Could you repeat all of the entries exactly, leaving out any pictures?
*** RECORDS SHOWN ***
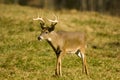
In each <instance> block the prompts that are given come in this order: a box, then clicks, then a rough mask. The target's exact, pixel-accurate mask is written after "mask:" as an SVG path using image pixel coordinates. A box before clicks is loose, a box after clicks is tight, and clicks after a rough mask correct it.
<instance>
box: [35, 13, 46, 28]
mask: <svg viewBox="0 0 120 80" xmlns="http://www.w3.org/2000/svg"><path fill="white" fill-rule="evenodd" d="M33 20H38V21H41V22H40V25H41V26H40V27H41V28H42V29H44V24H45V21H44V20H43V18H41V17H39V15H38V17H37V18H33Z"/></svg>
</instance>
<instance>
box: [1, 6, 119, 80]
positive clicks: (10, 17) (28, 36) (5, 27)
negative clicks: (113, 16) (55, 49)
mask: <svg viewBox="0 0 120 80" xmlns="http://www.w3.org/2000/svg"><path fill="white" fill-rule="evenodd" d="M38 13H39V15H42V16H45V17H49V18H52V16H51V14H52V13H55V14H56V15H58V16H59V23H58V24H57V26H56V30H65V31H85V32H86V36H87V42H88V43H87V45H88V48H87V50H86V56H87V62H88V69H89V73H90V75H89V76H86V75H85V74H82V70H81V67H82V65H81V60H80V59H79V58H78V57H77V56H76V55H67V56H64V59H63V60H62V71H63V76H62V77H54V76H53V75H54V70H55V62H56V56H55V54H54V52H53V50H52V49H51V47H50V46H49V45H48V44H47V43H46V42H45V41H43V42H39V41H38V40H37V36H38V35H39V34H40V28H39V22H37V21H33V20H32V18H33V17H35V16H37V14H38ZM119 59H120V18H118V17H113V16H110V15H104V14H99V13H96V12H77V11H67V10H65V11H57V12H55V11H48V10H42V9H37V8H31V7H26V6H24V7H21V6H18V5H3V4H0V79H1V80H80V79H81V80H120V76H119V75H120V60H119Z"/></svg>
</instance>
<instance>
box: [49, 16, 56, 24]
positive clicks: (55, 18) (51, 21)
mask: <svg viewBox="0 0 120 80" xmlns="http://www.w3.org/2000/svg"><path fill="white" fill-rule="evenodd" d="M53 16H55V15H53ZM47 20H48V21H50V22H52V23H57V22H58V20H57V16H55V20H51V19H48V18H47Z"/></svg>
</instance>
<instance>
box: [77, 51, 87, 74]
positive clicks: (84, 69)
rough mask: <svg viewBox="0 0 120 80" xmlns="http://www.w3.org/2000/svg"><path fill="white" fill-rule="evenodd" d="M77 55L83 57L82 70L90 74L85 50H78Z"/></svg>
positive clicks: (77, 51) (85, 72)
mask: <svg viewBox="0 0 120 80" xmlns="http://www.w3.org/2000/svg"><path fill="white" fill-rule="evenodd" d="M76 54H77V56H78V57H80V58H81V59H82V72H83V73H84V72H85V73H86V74H87V75H88V69H87V63H86V57H85V55H84V53H83V52H81V51H80V50H78V51H77V52H76Z"/></svg>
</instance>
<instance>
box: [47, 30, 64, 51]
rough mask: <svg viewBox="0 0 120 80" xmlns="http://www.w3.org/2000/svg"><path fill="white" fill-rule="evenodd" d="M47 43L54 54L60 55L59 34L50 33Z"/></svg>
mask: <svg viewBox="0 0 120 80" xmlns="http://www.w3.org/2000/svg"><path fill="white" fill-rule="evenodd" d="M47 42H48V43H49V45H50V46H51V47H52V49H53V50H54V51H55V53H60V52H61V50H60V47H61V42H62V39H61V37H60V35H59V34H57V33H56V32H54V31H53V32H51V34H50V37H49V38H48V39H47Z"/></svg>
*** End of RECORDS SHOWN ***
SOLUTION BELOW
In each <instance> block the prompts that are given come in this order: a box, then clicks, then a rough mask. The target's exact, pixel-accurate mask is written after "mask:" as an SVG path using image pixel coordinates. A box before clicks is loose, a box after clicks is tight, and clicks after a rough mask correct it.
<instance>
box: [35, 13, 46, 28]
mask: <svg viewBox="0 0 120 80" xmlns="http://www.w3.org/2000/svg"><path fill="white" fill-rule="evenodd" d="M33 20H38V21H41V22H40V25H41V26H40V27H41V28H42V29H44V24H45V21H44V20H43V18H41V17H39V15H38V17H37V18H33Z"/></svg>
</instance>
<instance>
box: [1, 6, 119, 80]
positive clicks: (10, 17) (28, 36) (5, 27)
negative clicks: (113, 16) (55, 49)
mask: <svg viewBox="0 0 120 80" xmlns="http://www.w3.org/2000/svg"><path fill="white" fill-rule="evenodd" d="M38 13H39V15H42V16H45V17H49V18H52V16H51V14H52V13H55V14H56V15H58V16H59V23H58V24H57V26H56V30H65V31H85V32H86V36H87V42H88V43H87V45H88V48H87V50H86V56H87V62H88V69H89V73H90V75H89V76H86V75H85V74H82V70H81V67H82V65H81V60H80V59H79V58H78V57H77V56H76V55H67V56H64V59H63V60H62V71H63V76H62V77H54V76H53V75H54V70H55V62H56V56H55V54H54V52H53V50H52V49H51V47H50V46H49V45H48V44H47V43H46V42H45V41H43V42H39V41H38V40H37V36H38V35H39V34H40V28H39V22H37V21H33V20H32V18H33V17H35V16H37V14H38ZM119 59H120V18H118V17H113V16H110V15H104V14H99V13H96V12H77V11H67V10H65V11H57V12H55V11H48V10H42V9H37V8H31V7H26V6H24V7H21V6H18V5H3V4H0V79H1V80H80V79H81V80H120V76H119V75H120V60H119Z"/></svg>
</instance>
<instance>
box: [49, 16, 56, 24]
positive clicks: (55, 18) (51, 21)
mask: <svg viewBox="0 0 120 80" xmlns="http://www.w3.org/2000/svg"><path fill="white" fill-rule="evenodd" d="M53 16H55V15H53ZM47 20H48V21H50V22H52V23H57V22H58V20H57V16H55V20H51V19H48V18H47Z"/></svg>
</instance>
<instance>
box: [77, 51, 87, 74]
positive clicks: (84, 69)
rough mask: <svg viewBox="0 0 120 80" xmlns="http://www.w3.org/2000/svg"><path fill="white" fill-rule="evenodd" d="M77 55L83 57L82 70L90 74L85 50H78Z"/></svg>
positive clicks: (77, 51) (85, 72)
mask: <svg viewBox="0 0 120 80" xmlns="http://www.w3.org/2000/svg"><path fill="white" fill-rule="evenodd" d="M76 54H77V56H78V57H80V58H81V59H82V72H83V73H84V72H85V73H86V74H87V75H88V69H87V63H86V57H85V55H84V53H83V52H81V51H80V50H78V51H77V52H76Z"/></svg>
</instance>
<instance>
box: [47, 30, 64, 51]
rough mask: <svg viewBox="0 0 120 80" xmlns="http://www.w3.org/2000/svg"><path fill="white" fill-rule="evenodd" d="M47 43L54 54L60 55L59 34L50 33Z"/></svg>
mask: <svg viewBox="0 0 120 80" xmlns="http://www.w3.org/2000/svg"><path fill="white" fill-rule="evenodd" d="M47 42H48V43H49V45H50V46H51V47H52V49H53V50H54V51H55V53H60V52H61V50H60V47H61V42H62V39H61V37H60V35H59V34H57V33H56V32H54V31H53V32H51V34H50V37H49V38H48V39H47Z"/></svg>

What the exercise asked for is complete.